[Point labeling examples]

☆ ☆ ☆ ☆

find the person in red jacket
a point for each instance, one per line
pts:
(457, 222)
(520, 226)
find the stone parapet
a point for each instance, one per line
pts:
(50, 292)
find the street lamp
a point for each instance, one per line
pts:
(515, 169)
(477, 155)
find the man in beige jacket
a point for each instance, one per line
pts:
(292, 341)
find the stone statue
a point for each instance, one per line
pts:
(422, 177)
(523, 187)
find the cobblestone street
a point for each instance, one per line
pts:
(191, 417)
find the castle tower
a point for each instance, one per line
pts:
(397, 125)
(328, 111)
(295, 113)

☆ ☆ ☆ ☆

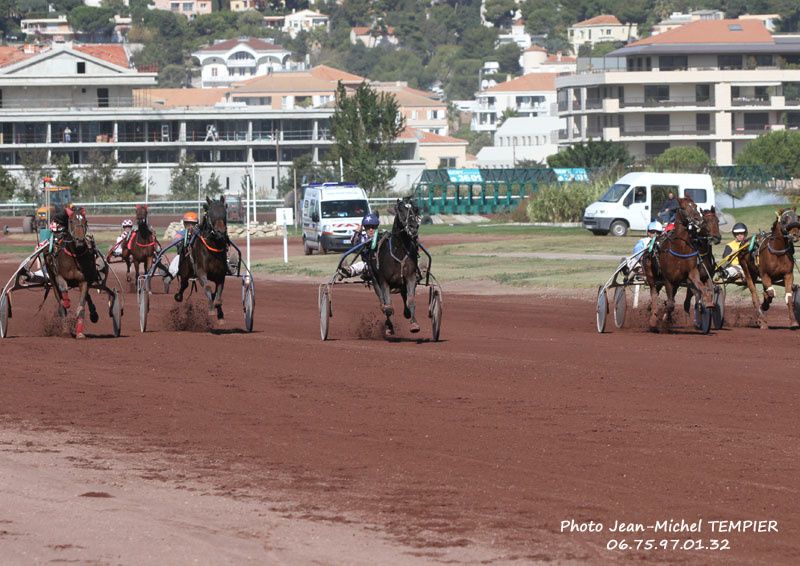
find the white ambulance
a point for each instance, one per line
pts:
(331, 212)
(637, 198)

☆ ☆ ☆ ☆

Please locate each line in the listing above that contains the word "street" and copy those lines out in full.

find the street lamp
find the cobblestone street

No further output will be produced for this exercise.